→ Text segment:
********************

How to Love a Homosexual
Posted by AGroup in Family on Tuesday, July 20, 2010 10:00 AM
(Editor’s note: Fr. John is re-considering the advice he offers here. I am leaving this post intact as a point of reference, but please read the update from Fr. John here.)
(Editor’s note: We received the following letter from a Faith & Family magazine reader in response to Melinda’s Selmys’s article about homosexuality in our Summer issue.)
Q: I would like to respond with much disappointment to the article, “How to Love a Homosexual” by Melinda Selmys, in the Summer 2010 issue. She says on p. 65, entitled, #5:
“In essentials, orthodoxy, in non-essentials, liberty. Don’t compromise on Church teaching, but don’t be needlessly dogmatic. If a gay couple invites you to their ‘wedding’ you might say, ‘I can’t act as witness to something that’s contrary to my faith, but I love and want to support you. I can’t come to the ceremony, but I would love to come to the reception.’”
I’m a bit confused, as attending a reception, usually means that we are celebrating something, and in this case it would be celebrating the “wedding” of the homosexual couple. It was just stated not to compromise on Church teaching, so, if I may say, what mixed message is this giving to the “gay” couple, and to all attending the reception? Most importantly of all, God’s design for marriage is of one man and one woman.
A: Your confusion is understandable, for at least two reasons. First, this issue (Catholic teaching on homosexuality) is so explosive in today’s society. In fact, it is quickly becoming a kind of litmus test for social acceptance. As a result, those of us who are trying to give vibrant witness to our faith in today’s culture often find ourselves in sticky situations. This is why Faith & Family addresses it.
Second, answering this question in practice would involve the virtue of prudence. When we venture into that field, we can actually discover multiple good answers – it’s not always black and white. But even though the confusion is real and understandable, it is also, I think, resolvable.
Let’s take another case – the parallel isn’t perfect, but it may be helpful. If your Methodist friend asked you to be godparent to her first child, you wouldn’t be able to accept. You couldn’t commit yourself to insuring that the child be raised Methodist without implicitly, at least, admitting the validity of the Methodist religion. But as a Catholic, you can’t do that without renouncing your own Catholic faith. So, you would try to explain this to your friend. And in order to show that you still care about her as a friend, you might very well agree to come to the post-baptism party.

********************

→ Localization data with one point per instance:
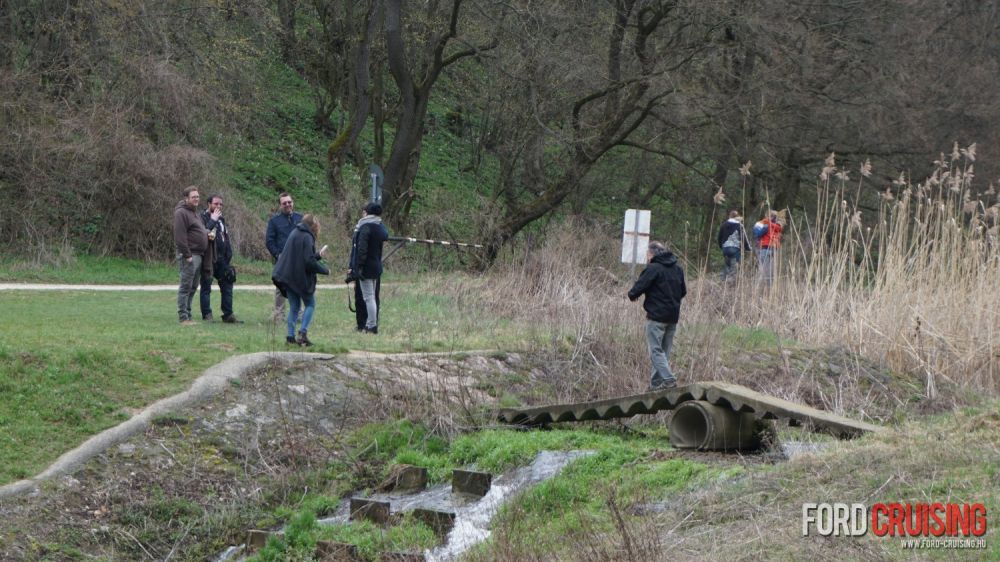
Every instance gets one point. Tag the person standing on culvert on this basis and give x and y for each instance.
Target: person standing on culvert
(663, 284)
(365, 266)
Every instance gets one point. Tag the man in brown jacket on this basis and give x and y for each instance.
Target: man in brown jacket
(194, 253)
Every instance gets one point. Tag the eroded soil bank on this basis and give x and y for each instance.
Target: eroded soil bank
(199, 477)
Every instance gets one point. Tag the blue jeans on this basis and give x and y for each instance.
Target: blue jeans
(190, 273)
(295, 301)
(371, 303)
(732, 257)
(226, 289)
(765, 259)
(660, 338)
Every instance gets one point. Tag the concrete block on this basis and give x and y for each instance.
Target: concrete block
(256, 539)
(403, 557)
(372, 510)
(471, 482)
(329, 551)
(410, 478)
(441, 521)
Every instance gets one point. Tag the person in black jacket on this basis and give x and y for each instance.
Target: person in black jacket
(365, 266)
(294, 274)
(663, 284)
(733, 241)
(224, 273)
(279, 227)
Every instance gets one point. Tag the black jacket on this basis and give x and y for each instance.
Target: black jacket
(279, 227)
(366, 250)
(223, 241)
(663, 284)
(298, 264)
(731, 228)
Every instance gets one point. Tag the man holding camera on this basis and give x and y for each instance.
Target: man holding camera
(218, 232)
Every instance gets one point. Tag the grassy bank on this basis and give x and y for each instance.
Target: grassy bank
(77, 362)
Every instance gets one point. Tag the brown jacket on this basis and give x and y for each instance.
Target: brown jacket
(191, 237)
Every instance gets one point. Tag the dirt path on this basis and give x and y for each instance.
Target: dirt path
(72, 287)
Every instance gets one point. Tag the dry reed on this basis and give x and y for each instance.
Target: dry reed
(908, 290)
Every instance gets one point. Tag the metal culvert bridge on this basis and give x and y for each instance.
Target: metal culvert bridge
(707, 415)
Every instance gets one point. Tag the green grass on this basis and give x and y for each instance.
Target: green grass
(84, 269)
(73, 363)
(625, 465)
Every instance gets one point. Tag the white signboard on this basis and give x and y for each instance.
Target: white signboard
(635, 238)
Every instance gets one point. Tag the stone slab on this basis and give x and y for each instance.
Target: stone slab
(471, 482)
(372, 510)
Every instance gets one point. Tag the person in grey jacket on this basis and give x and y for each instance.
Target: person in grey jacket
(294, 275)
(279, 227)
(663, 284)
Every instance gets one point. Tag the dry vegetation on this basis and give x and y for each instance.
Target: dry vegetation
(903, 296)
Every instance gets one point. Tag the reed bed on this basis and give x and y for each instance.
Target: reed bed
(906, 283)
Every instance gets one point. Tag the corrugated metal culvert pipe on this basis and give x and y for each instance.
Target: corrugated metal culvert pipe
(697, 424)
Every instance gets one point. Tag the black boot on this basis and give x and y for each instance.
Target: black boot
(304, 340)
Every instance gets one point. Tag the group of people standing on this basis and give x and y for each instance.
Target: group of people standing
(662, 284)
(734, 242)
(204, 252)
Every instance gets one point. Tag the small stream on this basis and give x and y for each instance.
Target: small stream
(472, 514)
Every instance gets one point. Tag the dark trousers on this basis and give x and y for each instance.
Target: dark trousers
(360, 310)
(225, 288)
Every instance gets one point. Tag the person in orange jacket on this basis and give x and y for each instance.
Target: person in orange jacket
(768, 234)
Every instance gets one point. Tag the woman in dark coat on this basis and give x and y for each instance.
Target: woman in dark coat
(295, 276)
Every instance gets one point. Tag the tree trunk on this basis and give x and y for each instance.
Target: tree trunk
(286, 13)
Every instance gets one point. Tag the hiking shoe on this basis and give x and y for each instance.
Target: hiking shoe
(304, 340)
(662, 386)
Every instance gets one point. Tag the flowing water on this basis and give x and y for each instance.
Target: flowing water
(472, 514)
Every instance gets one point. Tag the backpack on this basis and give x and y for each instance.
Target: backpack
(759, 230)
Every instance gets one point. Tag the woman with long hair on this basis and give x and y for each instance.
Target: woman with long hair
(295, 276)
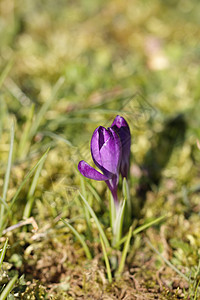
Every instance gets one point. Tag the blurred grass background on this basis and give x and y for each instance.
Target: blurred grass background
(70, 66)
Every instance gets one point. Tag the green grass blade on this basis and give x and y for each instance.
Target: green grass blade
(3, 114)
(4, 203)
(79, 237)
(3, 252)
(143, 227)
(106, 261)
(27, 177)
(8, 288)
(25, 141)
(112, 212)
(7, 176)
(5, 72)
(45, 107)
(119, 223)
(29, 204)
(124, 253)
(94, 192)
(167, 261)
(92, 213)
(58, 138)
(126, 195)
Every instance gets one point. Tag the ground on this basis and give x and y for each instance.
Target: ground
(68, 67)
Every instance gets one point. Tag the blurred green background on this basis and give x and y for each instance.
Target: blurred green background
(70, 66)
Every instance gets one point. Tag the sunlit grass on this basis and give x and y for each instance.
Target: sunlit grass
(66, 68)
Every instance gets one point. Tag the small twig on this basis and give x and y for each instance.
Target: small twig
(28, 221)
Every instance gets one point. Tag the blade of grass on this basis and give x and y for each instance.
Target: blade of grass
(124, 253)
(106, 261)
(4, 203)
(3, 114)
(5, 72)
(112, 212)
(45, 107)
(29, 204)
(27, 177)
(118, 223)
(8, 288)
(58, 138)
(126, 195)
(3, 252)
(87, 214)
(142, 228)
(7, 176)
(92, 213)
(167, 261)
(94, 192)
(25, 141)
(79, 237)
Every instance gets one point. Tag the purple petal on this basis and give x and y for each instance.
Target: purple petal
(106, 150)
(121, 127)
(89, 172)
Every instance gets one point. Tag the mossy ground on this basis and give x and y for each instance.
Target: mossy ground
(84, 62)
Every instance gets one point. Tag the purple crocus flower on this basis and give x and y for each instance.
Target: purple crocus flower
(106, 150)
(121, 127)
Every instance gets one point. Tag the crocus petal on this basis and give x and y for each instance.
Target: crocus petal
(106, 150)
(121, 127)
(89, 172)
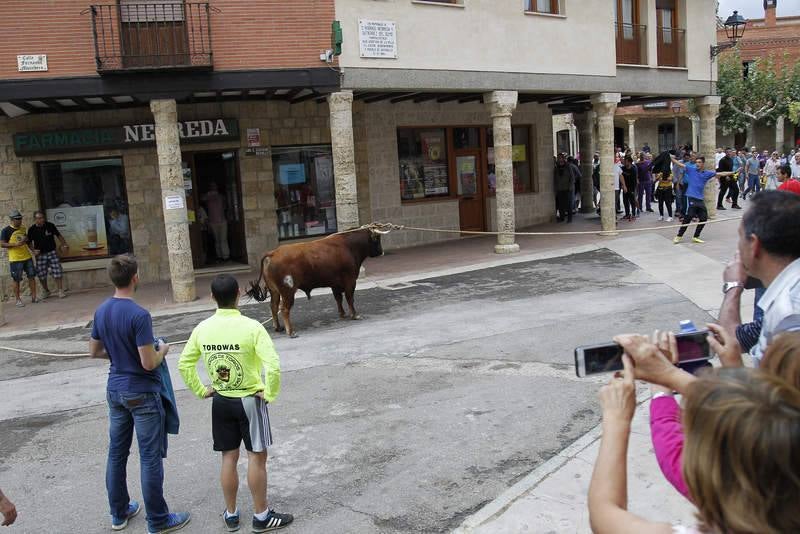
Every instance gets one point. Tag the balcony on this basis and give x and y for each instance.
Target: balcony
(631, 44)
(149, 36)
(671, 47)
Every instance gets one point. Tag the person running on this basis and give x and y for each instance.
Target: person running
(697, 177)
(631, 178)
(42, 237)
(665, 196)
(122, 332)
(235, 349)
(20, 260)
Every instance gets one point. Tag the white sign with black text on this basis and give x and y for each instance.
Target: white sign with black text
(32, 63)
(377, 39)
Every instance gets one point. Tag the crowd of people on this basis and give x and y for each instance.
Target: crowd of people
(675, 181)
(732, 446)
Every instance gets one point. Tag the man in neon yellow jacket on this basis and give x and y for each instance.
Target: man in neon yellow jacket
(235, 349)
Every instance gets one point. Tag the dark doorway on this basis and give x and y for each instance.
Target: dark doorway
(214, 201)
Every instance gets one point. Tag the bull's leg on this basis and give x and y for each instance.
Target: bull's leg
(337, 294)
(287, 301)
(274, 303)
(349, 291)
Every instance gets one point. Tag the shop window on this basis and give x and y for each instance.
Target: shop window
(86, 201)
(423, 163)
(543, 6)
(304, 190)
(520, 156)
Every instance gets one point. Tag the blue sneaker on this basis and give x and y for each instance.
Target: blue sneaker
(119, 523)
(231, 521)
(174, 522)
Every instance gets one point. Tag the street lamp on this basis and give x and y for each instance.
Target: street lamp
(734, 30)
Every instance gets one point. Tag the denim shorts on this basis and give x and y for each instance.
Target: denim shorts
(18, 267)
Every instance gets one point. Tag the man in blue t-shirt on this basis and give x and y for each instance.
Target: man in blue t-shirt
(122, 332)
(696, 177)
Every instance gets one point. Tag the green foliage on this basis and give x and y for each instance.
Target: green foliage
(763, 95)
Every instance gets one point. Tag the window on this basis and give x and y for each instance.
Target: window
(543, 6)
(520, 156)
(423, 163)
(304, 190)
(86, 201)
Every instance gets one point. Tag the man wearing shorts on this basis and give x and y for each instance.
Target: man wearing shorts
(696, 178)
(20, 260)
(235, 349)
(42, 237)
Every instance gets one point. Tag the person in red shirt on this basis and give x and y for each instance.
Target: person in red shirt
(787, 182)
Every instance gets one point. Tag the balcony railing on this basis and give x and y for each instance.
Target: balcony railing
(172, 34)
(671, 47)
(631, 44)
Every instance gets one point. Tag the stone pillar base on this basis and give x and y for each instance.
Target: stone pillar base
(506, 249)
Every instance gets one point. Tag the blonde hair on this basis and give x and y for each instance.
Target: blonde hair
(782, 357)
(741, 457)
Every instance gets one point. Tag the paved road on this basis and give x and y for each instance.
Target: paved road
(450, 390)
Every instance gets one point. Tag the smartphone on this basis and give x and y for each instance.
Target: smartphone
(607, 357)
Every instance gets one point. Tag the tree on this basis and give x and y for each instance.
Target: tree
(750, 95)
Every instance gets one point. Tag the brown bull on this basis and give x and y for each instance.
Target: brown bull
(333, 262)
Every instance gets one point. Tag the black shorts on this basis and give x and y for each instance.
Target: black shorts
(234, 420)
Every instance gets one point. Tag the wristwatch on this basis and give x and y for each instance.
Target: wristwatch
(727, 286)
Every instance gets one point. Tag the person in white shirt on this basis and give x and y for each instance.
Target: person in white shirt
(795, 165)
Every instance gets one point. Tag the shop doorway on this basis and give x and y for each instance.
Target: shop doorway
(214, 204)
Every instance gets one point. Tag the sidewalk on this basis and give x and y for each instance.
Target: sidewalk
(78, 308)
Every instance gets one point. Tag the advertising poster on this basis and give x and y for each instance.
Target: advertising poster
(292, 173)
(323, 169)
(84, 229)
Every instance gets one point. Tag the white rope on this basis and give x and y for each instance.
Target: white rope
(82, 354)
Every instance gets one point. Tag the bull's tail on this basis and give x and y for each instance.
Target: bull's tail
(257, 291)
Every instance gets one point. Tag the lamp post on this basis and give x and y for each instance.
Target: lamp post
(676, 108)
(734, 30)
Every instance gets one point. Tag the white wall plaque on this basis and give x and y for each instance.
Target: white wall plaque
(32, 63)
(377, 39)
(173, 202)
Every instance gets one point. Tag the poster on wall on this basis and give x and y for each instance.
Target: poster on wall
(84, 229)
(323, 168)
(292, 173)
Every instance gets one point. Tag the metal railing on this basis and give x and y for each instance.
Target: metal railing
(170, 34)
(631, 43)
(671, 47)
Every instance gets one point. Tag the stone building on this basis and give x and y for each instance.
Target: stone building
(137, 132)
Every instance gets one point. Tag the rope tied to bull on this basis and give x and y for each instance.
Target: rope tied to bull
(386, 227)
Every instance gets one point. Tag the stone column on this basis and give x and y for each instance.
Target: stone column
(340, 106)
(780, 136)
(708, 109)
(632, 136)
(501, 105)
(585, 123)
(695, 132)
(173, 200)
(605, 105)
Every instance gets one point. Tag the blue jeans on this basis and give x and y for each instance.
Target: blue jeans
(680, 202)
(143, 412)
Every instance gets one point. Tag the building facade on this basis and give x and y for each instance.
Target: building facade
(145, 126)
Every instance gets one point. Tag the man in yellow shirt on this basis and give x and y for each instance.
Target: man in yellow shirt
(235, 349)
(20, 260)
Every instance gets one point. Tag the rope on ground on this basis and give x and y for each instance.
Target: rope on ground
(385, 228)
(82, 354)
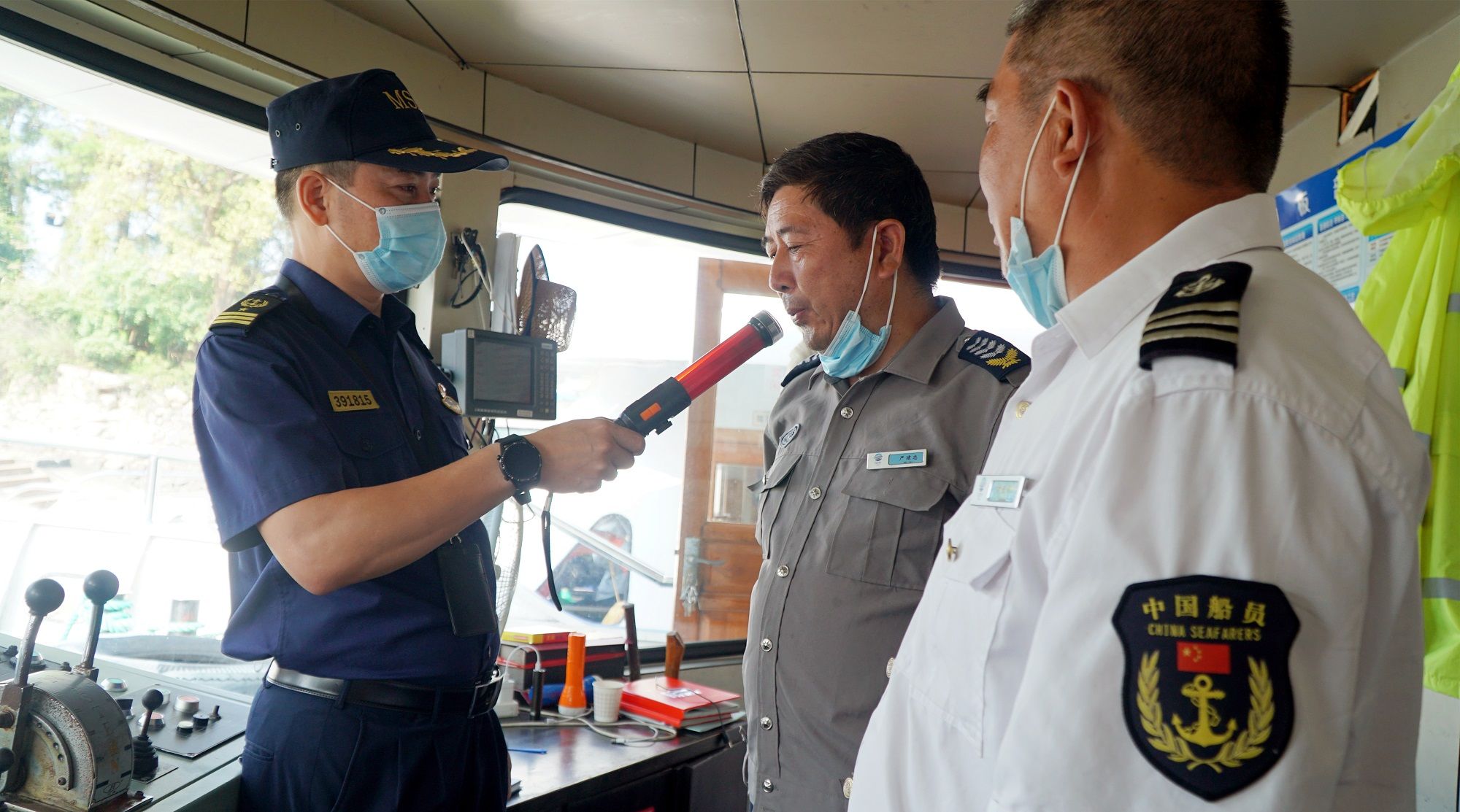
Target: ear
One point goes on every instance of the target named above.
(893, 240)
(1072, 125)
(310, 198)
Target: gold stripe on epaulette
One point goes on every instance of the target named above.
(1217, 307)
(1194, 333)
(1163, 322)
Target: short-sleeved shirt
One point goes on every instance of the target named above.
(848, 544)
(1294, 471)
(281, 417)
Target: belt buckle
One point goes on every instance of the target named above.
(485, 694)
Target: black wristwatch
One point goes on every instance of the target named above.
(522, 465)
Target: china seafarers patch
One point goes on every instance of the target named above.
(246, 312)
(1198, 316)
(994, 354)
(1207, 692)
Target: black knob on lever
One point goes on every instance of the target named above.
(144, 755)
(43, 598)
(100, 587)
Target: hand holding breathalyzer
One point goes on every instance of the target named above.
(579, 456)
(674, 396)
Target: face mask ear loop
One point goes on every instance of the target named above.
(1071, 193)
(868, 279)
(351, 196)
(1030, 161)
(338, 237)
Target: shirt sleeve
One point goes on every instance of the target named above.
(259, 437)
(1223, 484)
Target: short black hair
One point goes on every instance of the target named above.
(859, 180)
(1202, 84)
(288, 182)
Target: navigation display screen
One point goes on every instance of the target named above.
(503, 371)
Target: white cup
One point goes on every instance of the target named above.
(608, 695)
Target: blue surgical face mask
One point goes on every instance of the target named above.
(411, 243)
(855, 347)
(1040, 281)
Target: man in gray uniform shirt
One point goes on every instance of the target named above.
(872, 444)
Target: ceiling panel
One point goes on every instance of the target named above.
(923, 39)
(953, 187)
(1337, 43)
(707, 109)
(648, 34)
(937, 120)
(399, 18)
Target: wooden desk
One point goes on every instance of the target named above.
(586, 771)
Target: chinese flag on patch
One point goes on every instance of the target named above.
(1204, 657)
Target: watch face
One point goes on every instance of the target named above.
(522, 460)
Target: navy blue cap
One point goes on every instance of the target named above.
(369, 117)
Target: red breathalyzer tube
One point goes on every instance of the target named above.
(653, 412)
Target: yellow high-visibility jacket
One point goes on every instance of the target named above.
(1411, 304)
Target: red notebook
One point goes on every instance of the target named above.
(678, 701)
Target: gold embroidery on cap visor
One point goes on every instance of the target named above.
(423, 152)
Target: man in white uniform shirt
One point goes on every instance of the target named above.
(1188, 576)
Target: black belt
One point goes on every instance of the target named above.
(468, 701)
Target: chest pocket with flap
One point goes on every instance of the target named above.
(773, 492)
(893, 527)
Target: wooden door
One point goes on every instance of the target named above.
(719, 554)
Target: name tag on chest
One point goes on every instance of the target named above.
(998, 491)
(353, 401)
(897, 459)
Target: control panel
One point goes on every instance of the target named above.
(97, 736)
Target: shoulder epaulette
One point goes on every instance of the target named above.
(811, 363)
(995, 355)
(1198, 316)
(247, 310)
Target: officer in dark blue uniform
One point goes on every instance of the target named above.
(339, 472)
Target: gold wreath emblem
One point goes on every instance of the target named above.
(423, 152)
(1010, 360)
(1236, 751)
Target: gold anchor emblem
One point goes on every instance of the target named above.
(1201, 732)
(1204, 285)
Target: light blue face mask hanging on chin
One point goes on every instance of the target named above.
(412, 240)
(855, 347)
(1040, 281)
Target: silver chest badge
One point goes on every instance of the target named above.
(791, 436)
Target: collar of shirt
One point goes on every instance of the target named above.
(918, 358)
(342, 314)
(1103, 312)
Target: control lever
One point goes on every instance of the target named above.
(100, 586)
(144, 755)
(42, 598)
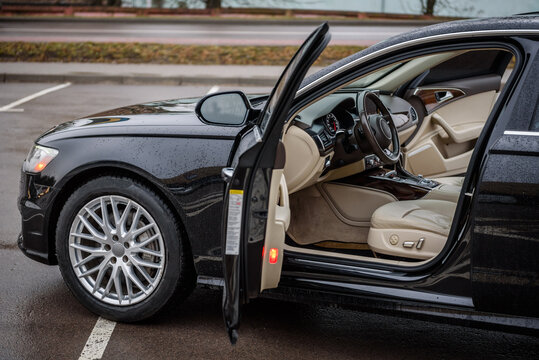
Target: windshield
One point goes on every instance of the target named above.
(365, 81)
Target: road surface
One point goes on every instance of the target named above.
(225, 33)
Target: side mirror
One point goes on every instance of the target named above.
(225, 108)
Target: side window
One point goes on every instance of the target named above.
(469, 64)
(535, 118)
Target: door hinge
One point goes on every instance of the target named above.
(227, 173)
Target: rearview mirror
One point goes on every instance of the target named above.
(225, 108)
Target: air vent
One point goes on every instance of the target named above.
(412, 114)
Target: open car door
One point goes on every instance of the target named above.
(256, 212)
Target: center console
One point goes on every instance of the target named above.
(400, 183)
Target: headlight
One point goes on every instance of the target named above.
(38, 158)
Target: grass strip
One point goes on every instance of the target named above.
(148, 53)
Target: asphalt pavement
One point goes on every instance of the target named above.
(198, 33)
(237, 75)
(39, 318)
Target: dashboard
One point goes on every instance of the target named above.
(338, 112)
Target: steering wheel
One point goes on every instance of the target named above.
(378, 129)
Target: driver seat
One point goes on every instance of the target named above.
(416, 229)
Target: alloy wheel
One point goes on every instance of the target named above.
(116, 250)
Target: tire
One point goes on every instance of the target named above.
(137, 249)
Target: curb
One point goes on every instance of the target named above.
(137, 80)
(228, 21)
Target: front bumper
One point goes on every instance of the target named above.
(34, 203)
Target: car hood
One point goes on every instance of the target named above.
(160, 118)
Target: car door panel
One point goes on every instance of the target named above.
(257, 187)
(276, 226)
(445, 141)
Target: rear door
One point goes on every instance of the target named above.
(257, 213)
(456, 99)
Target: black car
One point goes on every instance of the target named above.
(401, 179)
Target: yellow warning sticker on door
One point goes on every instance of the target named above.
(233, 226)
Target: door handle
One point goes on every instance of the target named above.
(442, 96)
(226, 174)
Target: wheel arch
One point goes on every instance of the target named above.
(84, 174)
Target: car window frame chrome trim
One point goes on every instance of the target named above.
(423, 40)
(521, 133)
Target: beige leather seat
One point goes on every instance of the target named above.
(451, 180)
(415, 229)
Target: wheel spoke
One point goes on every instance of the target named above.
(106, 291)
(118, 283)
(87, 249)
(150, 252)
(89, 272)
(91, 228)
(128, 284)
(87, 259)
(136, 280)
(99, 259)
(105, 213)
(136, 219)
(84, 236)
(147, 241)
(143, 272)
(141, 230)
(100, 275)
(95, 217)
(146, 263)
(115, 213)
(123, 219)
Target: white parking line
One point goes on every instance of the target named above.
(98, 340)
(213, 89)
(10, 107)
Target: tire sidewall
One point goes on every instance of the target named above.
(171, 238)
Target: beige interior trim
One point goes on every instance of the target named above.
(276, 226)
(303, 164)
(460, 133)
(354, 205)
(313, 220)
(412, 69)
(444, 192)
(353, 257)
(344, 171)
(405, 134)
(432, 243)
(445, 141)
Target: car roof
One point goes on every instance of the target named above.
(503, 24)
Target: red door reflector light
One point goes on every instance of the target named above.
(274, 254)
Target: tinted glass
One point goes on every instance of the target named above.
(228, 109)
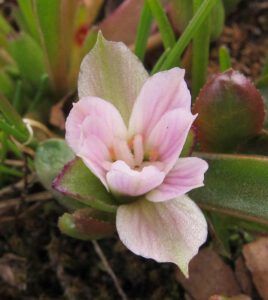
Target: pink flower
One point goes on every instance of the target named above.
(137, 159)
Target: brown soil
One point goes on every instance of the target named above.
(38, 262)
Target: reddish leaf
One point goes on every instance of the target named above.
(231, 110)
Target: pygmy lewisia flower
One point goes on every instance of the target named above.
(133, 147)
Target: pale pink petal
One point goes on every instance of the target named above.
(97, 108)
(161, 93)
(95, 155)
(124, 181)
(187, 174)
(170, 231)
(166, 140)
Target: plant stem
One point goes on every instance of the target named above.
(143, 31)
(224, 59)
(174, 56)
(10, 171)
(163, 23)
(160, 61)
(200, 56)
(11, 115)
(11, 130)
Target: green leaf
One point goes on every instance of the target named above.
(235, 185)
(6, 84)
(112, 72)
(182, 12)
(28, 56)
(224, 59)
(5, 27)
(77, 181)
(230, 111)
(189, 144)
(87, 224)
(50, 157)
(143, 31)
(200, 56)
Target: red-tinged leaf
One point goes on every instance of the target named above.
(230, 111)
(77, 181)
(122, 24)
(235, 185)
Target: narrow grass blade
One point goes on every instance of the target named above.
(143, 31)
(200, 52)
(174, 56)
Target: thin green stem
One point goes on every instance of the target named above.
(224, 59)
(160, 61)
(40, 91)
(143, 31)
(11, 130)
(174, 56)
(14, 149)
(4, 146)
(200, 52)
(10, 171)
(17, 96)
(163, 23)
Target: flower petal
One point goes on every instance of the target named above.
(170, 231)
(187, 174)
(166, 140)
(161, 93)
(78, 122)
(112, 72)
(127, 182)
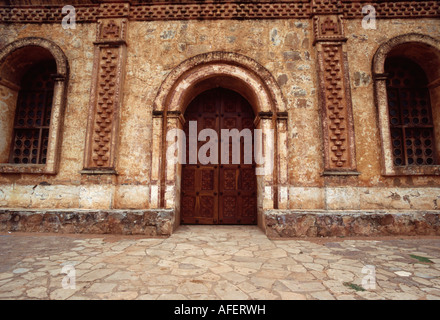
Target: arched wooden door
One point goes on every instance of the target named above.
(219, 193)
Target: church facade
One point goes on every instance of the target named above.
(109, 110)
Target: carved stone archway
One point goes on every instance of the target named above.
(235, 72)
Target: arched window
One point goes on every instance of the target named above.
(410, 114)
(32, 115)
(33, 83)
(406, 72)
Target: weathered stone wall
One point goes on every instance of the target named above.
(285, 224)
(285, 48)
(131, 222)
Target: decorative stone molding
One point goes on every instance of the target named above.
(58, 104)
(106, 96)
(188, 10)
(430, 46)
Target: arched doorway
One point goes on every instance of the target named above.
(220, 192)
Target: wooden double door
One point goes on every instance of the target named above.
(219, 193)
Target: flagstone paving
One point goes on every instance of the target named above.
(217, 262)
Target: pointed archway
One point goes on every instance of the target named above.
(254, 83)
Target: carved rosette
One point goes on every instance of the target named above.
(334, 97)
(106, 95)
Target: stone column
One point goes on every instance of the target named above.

********************

→ Apply what you read:
• A. In the advice column, the answer describes a Methodist friend asking a Catholic to be godparent. List each thing the answer says the Catholic would or might do in response.
• B. For each statement, say whether it agrees with the advice column (yes or no) and quote the deciding words. (i) The article the reader objects to was written by Melinda Selmys and appeared in the Summer 2010 issue. (ii) The answer holds that this question has only one black-and-white answer. (iii) The answer calls the godparent case a perfect parallel.
• C. Continue the advice column on loving a homosexual, starting right after its final sentence.

→ Results:
• A.
- Decline to be godparent ("you wouldn't be able to accept")
- Try to explain this to the friend
- Agree to come to the post-baptism party

• B.
(i) Yes: "“How to Love a Homosexual” by Melinda Selmys, in the Summer 2010 issue."
(ii) No: "we can actually discover multiple good answers – it’s not always black and white."
(iii) No: "the parallel isn’t perfect, but it may be helpful."

• C.
Attending the wedding reception of an openly gay friend or relative is similar. By doing so, you can support the person while making it clear that you don’t support that person’s every decision – in this case, the decision to stay Methodist, or to actively live a homosexual lifestyle. Because of the context created by your conversation with your friend, your attendance at the reception would not be a celebration of their Methodism or Lesbianism, but an expression of your care for them as a human being and a friend.
And this is the main point. Though it is not always easy, we must strive to love the sinner while hating the sin. Too often the Catholic Church is accused of hating gays (I have been accused of this very thing multiple times just for wearing my collar).
But that is untrue.
The reason we cling so adamantly to moral truth in this area is precisely because we don’t hate gays; we want them to experience the fullness of life as Christ desires it! That’s how attending the reception but not the wedding can be a legitimate solution to a thorny problem – it can show that you love the sinner while hating the sin. And in fact, depending on the particular characteristics of your relationship, this solution could lead to a deepening of the friendship, and maybe even help open your friend’s heart to hearing more about your faith.
Yet, it is not the only solution, and this is where prudence comes in. At least two other factors are in play. First, it is reasonable to take into account your own comfort level. Most likely, there will be other gay couples at the reception, and some of them may be quite openly affectionate with their partners. Subjectively, this may be difficult for you to deal with.
Second, it is also reasonable to wish to avoid scandal. You will not have had the long conversation you had with your friend with everyone else at the reception. They will not know your convictions, and they may assume that your presence at the reception shows that you condone the wedding. If some of those people are colleagues or acquaintances who know that you are Catholic, you could in that way cause them some scandal or confusion. If you won’t know most of them, however, or if the ones you do know also know that you didn’t approve of the wedding, then this factor would be less relevant.
In either case, whether deciding to attend the reception or not, the most important thing would be to make a sincere effort to follow St Peter’s advice:
“Always be prepared to make a defense to anyone who calls you to account for the hope that is in you, yet do it with gentleness and reverence” (1 Peter 3:15).